■ **Given task**
Locate every line in the data below that contains the word "white", and copy each of those lines.

──────── Supplied material

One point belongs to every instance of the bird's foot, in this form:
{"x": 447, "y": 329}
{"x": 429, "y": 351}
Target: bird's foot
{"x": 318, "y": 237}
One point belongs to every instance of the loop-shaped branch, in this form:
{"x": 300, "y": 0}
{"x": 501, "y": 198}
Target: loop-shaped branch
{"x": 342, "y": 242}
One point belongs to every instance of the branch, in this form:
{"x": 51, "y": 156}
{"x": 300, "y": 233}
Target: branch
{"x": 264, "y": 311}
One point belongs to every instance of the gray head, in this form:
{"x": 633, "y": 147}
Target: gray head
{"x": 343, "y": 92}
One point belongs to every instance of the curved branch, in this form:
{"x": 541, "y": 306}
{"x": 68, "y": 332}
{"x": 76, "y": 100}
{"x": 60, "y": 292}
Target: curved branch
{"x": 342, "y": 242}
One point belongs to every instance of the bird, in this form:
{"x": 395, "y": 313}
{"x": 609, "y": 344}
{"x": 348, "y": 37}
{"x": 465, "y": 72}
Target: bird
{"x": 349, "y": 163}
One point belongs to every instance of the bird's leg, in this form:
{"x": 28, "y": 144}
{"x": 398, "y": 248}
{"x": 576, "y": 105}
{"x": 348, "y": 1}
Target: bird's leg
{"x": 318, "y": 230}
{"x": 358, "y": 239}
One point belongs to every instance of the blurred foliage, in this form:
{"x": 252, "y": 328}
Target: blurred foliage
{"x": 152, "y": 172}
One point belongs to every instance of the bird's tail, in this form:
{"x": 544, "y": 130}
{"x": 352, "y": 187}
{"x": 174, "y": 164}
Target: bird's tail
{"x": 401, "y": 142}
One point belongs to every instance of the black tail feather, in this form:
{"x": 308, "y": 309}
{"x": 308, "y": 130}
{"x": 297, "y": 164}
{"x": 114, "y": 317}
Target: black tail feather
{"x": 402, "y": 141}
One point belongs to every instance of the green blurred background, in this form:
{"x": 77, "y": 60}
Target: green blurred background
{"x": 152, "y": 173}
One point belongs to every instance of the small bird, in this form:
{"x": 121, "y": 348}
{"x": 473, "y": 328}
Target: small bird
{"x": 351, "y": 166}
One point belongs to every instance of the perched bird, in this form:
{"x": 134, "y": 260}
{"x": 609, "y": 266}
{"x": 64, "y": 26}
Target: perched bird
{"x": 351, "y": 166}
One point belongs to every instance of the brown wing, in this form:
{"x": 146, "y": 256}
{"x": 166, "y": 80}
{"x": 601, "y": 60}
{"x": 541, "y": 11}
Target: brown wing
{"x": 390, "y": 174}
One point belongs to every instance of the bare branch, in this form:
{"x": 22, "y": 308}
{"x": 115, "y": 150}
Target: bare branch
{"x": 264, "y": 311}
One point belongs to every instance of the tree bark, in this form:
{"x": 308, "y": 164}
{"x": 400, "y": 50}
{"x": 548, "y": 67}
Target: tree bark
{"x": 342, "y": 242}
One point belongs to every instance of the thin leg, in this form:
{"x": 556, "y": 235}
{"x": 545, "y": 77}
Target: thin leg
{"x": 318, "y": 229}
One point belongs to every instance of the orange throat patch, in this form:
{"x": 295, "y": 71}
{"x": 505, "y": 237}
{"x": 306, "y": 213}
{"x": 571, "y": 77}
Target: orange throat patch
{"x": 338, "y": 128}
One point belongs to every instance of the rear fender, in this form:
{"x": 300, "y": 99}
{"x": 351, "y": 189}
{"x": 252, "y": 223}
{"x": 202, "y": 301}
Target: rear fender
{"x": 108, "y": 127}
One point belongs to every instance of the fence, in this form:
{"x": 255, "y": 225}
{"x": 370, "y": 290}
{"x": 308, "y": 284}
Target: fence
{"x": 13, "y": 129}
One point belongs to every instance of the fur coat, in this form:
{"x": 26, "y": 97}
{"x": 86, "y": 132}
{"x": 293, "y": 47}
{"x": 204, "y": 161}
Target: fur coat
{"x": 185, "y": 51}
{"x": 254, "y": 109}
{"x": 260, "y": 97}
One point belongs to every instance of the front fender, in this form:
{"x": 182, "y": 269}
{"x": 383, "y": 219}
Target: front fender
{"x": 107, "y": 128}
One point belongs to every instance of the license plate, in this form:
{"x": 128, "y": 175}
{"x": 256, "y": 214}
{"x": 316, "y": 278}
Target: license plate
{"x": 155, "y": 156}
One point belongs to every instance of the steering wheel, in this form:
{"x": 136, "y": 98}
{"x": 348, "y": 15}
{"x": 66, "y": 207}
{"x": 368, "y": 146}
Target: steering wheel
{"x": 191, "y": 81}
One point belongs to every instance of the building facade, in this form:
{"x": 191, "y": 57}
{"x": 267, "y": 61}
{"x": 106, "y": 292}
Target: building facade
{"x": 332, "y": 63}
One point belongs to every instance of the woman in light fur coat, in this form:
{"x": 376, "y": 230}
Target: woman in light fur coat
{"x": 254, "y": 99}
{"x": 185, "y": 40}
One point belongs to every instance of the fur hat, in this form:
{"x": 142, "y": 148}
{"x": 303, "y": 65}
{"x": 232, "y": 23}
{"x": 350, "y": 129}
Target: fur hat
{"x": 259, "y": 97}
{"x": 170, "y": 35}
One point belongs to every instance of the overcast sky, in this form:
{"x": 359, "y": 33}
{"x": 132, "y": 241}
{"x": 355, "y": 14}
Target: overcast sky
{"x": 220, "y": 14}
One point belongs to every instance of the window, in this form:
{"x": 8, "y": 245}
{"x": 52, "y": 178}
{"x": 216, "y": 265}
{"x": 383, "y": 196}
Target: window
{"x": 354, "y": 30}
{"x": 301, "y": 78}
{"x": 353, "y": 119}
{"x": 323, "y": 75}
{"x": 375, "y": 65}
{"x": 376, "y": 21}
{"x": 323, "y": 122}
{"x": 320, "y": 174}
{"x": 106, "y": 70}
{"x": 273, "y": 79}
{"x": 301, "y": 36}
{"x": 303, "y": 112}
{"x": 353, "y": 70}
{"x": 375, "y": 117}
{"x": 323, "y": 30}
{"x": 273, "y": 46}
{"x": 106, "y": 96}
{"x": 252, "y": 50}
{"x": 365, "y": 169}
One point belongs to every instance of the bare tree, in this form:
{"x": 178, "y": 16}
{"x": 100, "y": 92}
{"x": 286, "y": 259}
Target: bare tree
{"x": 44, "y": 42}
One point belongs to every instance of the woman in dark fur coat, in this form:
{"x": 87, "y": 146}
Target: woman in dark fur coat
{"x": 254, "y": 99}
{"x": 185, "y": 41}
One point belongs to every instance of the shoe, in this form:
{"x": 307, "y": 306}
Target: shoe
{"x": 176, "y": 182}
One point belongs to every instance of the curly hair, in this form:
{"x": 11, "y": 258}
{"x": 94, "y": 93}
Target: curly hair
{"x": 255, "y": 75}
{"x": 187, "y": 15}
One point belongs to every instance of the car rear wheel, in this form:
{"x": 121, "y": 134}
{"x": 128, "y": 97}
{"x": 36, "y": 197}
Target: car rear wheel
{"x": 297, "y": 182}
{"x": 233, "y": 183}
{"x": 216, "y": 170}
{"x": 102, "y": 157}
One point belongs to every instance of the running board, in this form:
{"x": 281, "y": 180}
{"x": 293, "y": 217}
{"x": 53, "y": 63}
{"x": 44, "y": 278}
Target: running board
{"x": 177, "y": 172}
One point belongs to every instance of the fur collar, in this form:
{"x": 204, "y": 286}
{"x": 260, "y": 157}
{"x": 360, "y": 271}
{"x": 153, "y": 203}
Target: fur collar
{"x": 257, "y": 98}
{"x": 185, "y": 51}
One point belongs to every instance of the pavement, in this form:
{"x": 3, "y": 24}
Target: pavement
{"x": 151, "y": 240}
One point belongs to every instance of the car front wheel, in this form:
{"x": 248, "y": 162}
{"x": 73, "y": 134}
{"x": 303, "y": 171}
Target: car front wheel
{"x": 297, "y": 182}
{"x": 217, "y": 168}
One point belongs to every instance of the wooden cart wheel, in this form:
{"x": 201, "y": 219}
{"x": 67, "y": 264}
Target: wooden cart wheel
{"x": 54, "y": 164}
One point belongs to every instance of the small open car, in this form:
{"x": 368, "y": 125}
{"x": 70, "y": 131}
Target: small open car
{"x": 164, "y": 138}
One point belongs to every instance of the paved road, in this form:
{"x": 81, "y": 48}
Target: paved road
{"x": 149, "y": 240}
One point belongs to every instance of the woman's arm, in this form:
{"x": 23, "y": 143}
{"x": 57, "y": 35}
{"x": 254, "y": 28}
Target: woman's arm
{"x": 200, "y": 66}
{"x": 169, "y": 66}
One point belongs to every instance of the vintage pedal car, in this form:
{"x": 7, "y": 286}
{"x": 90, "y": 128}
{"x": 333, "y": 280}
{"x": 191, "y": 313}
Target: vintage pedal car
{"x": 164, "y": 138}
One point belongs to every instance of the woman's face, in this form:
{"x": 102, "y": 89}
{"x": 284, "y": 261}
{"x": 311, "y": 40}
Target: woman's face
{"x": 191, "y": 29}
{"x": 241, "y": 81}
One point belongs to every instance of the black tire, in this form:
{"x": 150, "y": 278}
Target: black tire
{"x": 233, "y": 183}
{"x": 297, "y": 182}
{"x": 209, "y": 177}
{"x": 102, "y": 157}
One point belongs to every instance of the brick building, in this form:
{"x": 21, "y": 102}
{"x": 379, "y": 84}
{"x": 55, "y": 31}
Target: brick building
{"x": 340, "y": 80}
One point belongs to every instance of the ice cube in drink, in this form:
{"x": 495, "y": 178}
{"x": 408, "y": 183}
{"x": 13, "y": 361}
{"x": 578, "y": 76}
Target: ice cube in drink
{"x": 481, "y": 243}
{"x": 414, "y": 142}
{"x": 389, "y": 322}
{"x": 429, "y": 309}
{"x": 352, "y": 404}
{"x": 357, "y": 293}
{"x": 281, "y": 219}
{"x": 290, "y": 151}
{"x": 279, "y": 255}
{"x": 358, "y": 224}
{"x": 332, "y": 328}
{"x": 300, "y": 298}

────────────────
──────── Supplied material

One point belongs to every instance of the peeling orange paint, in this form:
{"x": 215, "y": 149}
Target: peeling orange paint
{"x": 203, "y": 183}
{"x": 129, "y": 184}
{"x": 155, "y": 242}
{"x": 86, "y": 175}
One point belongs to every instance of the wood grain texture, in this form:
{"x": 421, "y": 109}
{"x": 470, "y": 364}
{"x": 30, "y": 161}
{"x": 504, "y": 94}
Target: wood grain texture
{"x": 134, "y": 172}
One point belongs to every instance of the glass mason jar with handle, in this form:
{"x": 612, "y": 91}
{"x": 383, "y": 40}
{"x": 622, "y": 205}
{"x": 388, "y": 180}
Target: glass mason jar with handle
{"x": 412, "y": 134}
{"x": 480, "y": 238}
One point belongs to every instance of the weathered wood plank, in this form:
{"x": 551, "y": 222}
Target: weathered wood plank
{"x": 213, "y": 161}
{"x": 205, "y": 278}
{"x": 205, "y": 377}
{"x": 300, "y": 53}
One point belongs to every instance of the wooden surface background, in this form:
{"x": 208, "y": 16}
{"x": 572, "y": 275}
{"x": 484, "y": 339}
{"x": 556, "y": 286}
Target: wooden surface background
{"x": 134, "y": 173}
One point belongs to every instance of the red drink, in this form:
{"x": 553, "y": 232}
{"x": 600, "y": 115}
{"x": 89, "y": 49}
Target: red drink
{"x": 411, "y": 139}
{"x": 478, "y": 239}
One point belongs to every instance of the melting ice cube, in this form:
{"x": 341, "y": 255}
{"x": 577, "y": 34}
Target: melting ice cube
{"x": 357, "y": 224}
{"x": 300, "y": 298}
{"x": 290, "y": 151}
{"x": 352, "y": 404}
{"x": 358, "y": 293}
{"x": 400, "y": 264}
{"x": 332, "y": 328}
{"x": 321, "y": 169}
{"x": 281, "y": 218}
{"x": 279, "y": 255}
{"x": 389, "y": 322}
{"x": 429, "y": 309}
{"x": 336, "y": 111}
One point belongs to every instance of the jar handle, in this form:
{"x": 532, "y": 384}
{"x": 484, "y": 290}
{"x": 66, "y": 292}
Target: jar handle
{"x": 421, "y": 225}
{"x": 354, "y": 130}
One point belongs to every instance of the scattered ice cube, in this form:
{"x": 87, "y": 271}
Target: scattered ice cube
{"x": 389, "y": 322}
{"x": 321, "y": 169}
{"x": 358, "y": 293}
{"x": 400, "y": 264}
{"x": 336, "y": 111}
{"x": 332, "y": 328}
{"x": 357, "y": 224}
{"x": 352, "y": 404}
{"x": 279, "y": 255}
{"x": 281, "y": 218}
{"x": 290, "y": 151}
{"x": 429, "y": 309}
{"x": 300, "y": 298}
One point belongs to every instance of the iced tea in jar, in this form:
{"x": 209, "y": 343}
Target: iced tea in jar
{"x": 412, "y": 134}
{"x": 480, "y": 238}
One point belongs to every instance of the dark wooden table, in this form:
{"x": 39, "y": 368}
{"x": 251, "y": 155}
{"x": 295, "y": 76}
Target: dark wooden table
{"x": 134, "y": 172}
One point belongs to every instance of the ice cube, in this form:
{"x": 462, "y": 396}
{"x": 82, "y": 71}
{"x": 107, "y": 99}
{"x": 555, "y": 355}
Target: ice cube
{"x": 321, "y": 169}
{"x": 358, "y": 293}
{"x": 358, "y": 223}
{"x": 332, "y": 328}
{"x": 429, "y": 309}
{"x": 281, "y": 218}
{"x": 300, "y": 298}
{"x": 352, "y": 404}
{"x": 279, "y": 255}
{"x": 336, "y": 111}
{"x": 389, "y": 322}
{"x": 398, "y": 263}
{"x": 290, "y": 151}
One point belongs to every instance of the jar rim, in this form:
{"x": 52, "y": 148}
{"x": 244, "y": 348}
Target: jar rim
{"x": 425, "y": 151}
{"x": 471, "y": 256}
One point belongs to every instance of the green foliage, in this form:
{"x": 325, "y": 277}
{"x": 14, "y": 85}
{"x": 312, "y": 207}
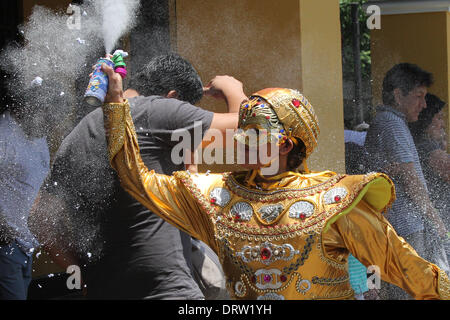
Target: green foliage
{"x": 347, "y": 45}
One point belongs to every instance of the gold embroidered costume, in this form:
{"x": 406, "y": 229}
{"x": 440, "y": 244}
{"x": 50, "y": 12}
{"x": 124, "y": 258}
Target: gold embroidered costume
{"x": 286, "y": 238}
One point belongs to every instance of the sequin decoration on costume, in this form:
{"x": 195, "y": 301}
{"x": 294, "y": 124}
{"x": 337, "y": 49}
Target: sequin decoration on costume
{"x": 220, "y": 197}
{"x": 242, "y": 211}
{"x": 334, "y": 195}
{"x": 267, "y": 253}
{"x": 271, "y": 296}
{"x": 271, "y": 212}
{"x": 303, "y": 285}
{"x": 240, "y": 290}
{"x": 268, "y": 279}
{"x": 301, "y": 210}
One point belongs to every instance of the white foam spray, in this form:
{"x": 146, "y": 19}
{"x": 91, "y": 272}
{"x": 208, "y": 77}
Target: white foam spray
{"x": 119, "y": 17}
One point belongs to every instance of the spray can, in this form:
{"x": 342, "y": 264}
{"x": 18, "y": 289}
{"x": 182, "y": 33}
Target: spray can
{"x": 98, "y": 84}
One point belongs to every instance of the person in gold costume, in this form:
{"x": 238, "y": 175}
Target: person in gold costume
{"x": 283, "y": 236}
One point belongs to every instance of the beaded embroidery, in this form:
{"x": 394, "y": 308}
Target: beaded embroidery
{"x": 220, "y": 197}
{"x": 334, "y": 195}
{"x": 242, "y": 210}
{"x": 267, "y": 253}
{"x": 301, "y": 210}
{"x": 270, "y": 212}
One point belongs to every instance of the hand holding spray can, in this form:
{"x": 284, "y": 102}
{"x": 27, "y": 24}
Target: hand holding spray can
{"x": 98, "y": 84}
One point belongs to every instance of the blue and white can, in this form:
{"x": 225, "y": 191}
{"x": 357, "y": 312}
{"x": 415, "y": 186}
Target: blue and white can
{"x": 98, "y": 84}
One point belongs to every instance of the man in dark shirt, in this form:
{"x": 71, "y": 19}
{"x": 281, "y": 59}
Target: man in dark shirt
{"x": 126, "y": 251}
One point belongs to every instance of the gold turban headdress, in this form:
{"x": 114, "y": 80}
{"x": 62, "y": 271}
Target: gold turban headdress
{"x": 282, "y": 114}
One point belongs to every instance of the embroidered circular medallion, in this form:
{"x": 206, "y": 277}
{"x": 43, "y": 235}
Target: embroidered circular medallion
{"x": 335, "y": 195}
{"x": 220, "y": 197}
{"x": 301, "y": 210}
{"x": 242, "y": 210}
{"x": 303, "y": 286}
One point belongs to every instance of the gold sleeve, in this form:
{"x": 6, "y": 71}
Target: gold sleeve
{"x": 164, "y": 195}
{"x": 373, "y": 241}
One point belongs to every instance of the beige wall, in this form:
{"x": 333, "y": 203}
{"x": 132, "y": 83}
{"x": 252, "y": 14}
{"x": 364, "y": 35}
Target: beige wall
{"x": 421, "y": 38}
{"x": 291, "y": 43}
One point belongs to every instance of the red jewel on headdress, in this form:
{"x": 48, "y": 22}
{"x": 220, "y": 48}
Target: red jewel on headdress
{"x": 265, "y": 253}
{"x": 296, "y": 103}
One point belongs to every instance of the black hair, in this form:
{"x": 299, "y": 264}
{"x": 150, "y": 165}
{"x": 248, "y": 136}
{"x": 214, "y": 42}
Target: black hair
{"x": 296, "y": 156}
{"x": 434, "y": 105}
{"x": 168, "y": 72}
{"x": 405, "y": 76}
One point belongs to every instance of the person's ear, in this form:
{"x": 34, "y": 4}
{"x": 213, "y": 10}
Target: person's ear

────────────────

■ **Output**
One point belongs to every instance of the white foam spray, in this form:
Target: white foam spray
One point belongs to every instance of the blue and white can, in this form:
Target: blue and white can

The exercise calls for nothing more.